[Recorded information]

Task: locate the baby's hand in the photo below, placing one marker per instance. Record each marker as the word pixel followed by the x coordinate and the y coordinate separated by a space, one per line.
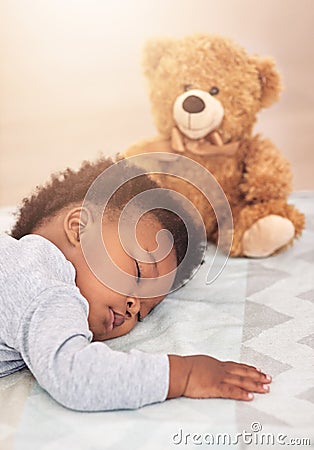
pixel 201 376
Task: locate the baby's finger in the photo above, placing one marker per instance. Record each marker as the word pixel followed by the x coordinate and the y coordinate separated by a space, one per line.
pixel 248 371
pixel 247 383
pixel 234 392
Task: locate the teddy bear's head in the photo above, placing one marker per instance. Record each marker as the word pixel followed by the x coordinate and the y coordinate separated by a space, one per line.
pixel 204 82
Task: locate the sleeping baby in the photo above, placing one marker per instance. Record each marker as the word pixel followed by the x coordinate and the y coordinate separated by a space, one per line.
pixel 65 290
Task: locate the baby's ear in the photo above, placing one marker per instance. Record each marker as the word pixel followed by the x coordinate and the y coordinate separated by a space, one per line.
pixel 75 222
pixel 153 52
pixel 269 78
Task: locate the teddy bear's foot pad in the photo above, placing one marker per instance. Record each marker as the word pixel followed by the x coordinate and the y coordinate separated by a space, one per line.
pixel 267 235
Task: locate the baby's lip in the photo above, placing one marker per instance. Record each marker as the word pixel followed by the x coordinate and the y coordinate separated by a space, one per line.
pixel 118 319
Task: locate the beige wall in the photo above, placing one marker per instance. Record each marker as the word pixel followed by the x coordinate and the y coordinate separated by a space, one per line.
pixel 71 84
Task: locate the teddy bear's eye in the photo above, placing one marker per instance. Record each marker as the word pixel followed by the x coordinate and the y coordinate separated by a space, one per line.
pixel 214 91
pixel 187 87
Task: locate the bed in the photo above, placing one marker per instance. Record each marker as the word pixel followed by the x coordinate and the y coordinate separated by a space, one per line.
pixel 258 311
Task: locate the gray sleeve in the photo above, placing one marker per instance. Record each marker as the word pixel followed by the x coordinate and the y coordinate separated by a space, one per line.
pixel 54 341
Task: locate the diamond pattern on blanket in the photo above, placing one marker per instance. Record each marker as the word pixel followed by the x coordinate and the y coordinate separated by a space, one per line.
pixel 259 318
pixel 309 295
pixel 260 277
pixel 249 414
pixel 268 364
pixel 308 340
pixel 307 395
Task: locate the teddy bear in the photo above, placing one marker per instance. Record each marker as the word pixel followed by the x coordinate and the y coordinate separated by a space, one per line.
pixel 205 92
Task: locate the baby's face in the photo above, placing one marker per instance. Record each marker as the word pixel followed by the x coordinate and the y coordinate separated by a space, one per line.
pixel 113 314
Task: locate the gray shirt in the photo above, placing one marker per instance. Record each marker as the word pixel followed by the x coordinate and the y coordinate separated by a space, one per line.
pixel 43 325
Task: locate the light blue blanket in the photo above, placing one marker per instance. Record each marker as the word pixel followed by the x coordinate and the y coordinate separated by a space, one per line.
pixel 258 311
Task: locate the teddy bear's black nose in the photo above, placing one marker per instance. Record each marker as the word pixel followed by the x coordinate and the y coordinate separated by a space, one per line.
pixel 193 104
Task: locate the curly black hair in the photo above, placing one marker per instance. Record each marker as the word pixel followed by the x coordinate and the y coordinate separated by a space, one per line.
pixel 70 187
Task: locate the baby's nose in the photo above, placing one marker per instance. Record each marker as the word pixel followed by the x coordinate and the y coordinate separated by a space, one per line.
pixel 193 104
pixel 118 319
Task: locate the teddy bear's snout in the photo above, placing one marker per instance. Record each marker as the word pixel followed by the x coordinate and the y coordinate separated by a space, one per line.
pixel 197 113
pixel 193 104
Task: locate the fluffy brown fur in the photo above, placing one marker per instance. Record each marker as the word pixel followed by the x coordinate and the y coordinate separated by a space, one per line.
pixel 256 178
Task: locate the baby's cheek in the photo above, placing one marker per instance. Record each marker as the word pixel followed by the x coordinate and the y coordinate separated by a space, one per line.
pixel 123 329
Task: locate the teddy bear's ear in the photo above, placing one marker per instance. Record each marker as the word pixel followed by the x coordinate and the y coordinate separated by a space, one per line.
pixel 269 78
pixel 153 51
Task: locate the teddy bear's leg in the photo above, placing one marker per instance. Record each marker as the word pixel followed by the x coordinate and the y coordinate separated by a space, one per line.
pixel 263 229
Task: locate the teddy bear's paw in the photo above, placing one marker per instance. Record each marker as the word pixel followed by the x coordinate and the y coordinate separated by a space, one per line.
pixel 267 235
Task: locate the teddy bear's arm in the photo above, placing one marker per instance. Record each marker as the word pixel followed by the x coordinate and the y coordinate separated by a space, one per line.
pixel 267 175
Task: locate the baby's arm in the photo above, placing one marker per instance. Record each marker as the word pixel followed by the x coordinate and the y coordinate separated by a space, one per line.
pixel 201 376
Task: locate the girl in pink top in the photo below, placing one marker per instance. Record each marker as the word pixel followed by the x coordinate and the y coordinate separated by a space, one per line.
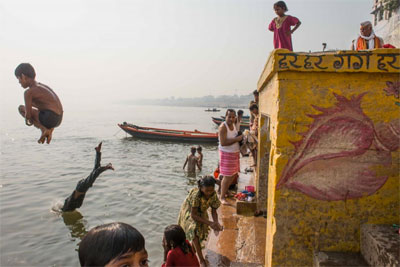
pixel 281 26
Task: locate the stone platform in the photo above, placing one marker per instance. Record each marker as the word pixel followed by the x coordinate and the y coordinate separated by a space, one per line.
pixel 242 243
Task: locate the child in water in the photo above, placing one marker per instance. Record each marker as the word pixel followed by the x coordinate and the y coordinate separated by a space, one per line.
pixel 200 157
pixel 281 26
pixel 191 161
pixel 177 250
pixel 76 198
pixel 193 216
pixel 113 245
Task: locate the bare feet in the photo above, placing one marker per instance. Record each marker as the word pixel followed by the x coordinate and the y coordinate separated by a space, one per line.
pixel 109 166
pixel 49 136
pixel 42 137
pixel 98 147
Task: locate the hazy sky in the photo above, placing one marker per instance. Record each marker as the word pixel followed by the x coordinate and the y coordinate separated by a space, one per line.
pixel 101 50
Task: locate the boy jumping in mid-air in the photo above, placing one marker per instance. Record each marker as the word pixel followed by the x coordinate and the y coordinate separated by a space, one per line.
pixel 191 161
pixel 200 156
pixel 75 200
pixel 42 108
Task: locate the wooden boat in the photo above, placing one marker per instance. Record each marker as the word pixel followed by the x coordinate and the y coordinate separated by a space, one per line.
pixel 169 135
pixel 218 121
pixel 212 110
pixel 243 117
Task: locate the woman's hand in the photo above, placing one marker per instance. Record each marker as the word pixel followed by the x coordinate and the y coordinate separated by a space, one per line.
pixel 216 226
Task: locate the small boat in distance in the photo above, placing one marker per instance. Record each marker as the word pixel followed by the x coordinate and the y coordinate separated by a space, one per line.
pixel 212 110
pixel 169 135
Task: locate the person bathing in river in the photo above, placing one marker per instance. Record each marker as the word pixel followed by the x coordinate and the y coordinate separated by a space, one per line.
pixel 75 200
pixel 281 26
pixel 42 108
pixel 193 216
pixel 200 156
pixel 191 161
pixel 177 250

[/Recorded information]

Omit the pictures, then give all the lines above again exactly.

* [The completed task]:
Task: locate the baby's hand in the photo below, placing one marker per instance. Record each marker as the word pixel followed by the x coordinate and the y coordinate separated by a space, one per line.
pixel 201 376
Task: locate the baby's finger in the photo above, placing one marker per instance. Record each marker as the word pixel followed by the x coordinate and the y coordinate separated by a space, one per line.
pixel 248 371
pixel 247 383
pixel 234 392
Task: locate the teddy bear's head in the photo above, placing one marker per instance. Record each marker as the word pixel followed by the x coordinate and the y coordinate separated by a space, one per line.
pixel 204 82
Task: locate the sleeping baby in the photo above, placing one marker per instance. Record each marker as the word pixel followed by the x coordinate and the y coordinate separated by a space, one per line.
pixel 65 290
Task: locate the baby's ear in the photo above, placing one marker per instance. Record each marker as the word pixel followed by the x coordinate and the y coordinate separated by a space, one per line.
pixel 75 222
pixel 153 52
pixel 269 78
Task: locate the teddy bear's foot pad in the photo above, placing one marker per instance. Record each marker as the word pixel followed by the x coordinate and the y coordinate separated by a space, one per line.
pixel 267 235
Task: locate the baby's lip in the photo above, placing one marker per instance. Record each marker as the word pixel followed by the x coordinate and the y coordinate separated by a space, one per line.
pixel 118 319
Task: locate the beige wall in the photo above, placing one marker per instance. Record each marker as the word pixel followed by the x coordinate and the y coordinate separated by a space, one per line.
pixel 71 84
Task: locate the teddy bear's eye in the photo above, placing one marker per instance. Record each marker as the word pixel followed by the x coordinate and the y coordinate separated by a space, one per line.
pixel 214 91
pixel 187 87
Task: locate the bed in the photo above, placing one marker per instance. Record each marker as the word pixel followed by the x coordinate and the y coordinate separated by a space, one per line.
pixel 258 311
Task: locate the gray sleeve in the photo above, placing one marker per instance. Record each marker as the word pixel followed by the x coordinate and the y coordinate separated by a space, one per line.
pixel 54 341
Task: locate the diamond pattern on blanket in the photo above, placing one marker per instance. Record each marker as the word pixel followed by the x coordinate and the y coordinate separated by a space, one per line.
pixel 259 318
pixel 309 295
pixel 260 277
pixel 249 414
pixel 268 364
pixel 308 340
pixel 307 395
Task: locate the teddy bear in the photo above, placing one marker per instance. Record each marker as the word pixel followed by the x coordinate and the y coordinate separated by a space, one per line.
pixel 205 92
Task: locate the baby's face in the photo above, placing one marker per instance. Record each marker as the word pixel followed by the x coordinate and the y coordinate separated by a space, one per line.
pixel 113 314
Task: locate the gray shirt in the photo above, placing one marker per instance. Record each marker as the word pixel followed by the x coordinate and the y coordinate separated by a space, one per line.
pixel 43 325
Task: locate the light blue blanket in the photo above, placing one marker per instance. Record each marker as the word pixel followed by the x coordinate and the y coordinate separated by a space, one per line.
pixel 258 311
Task: locate the teddy bear's black nose in the photo above, placing one marker per instance. Record each marker as the word pixel followed by the x coordinate and the y coordinate separated by a space, one per line.
pixel 193 104
Task: locate the curly black hair in the photo above, placing one marker per instance. Record each marker as the word pixel followed by the x coordinate and the y coordinate separated by a space, one per line.
pixel 70 187
Task: locate the baby's nose in the photo above, placing one marker per instance. Record each marker as the word pixel followed by the x coordinate and the y coordinate separated by a space, one per line.
pixel 193 104
pixel 118 319
Task: locate the teddy bear's snout in the photo above, placing one marker per instance. Record each marker as the word pixel followed by the x coordinate and the y coordinate separated by a space, one per line.
pixel 197 113
pixel 193 104
Task: locate the fluffy brown fur in the photo above, placing one marker per instance. Record each marker as the word pixel followed by the x coordinate and the y coordinate separated by a space, one per line.
pixel 256 178
Task: locate the baby's cheek in the photo above, placing one marker per instance. Record each marker as the word pixel followed by the x coordinate and the y coordinate separated by a space, one per line.
pixel 123 329
Task: locate the teddy bear's ear in the photo above, placing one marker per instance. Record each marker as the word pixel followed by the x coordinate and the y coordinate separated by a space, one per line.
pixel 269 78
pixel 153 51
Task: locate the teddy bear's leg in the photo above, placing one marker per instance. Record each marker as the word pixel followed by the x coordinate and the y coordinate separated by a space, one per line.
pixel 263 229
Task: locate the teddy bear's paw in the photo above, placing one marker per instance. Record each marker as the word pixel followed by the x coordinate and the y coordinate separated by a space, one per line.
pixel 267 235
Task: locate the teddy bear's arm in the photo above, placing one marker per instance. Record each marker as the word pixel followed by the x coordinate and the y coordinate separated by a space, one per line.
pixel 267 175
Task: locate the baby's arm in the photo above, placing one marker per instance. Record each marker as the word pixel followed by the x coordinate and the y coordinate separated by a space, one per line.
pixel 201 376
Task: locate the girl in pink top in the photo below, placing one marker per instance. Record each marker as the word pixel followed by the x coordinate and the y coordinate separated by a space, one per line.
pixel 281 26
Task: locate the stone platform in the photo above, placing one marker per instance. Record each marker as the word pixel followed by the x coordinate and the y coordinate separated by a space, one per line.
pixel 242 243
Task: locate the child in water in the photo above, placing one marker per instance. Record each marker as the word pixel followed by the x coordinate and the y coordinate separated by a space, one per line.
pixel 200 157
pixel 281 26
pixel 191 161
pixel 177 250
pixel 76 198
pixel 193 216
pixel 113 245
Task: locate the bare feet in the photo above, placing one marker per instance. Record each marker as the word pixel followed by the x coordinate and the y coordinate separated by a space, one per line.
pixel 109 166
pixel 49 136
pixel 42 137
pixel 98 147
Task: locate the hazy sky in the photo above, placing one marker per instance. Record each marker as the word pixel followed by the x coordinate and the y coordinate separated by a space, one per line.
pixel 101 50
Task: locate the boy jumping in mid-air in the photo above, placing one marker per instance. Record each marker as the word pixel followed by the x coordinate and the y coordinate separated by a space, one per line.
pixel 191 161
pixel 200 156
pixel 75 200
pixel 42 108
Task: locate the wooden boat in the photo above, placing one marker per instance. Record each marker as the word pixel followed by the x coordinate and the y coordinate separated by a space, one per line.
pixel 169 135
pixel 218 121
pixel 212 110
pixel 243 117
Task: locate the woman's hand in the photo above, placing one marker per instance. Record each marker as the word pixel followed by the x coordinate and the y coordinate separated by a space, one per line.
pixel 216 226
Task: locate the small boat in distance in the photo above, placing one marker per instance. Record each marker as the word pixel followed by the x coordinate and the y coordinate separated by a space, one per line.
pixel 212 110
pixel 169 135
Task: locate the person bathing in river in the photo above, placing one marker per instance. Record each marker as the word pixel followed by the x coordinate and the y coordinate separated by a space, one per line.
pixel 75 200
pixel 281 26
pixel 42 108
pixel 193 216
pixel 200 156
pixel 191 161
pixel 177 250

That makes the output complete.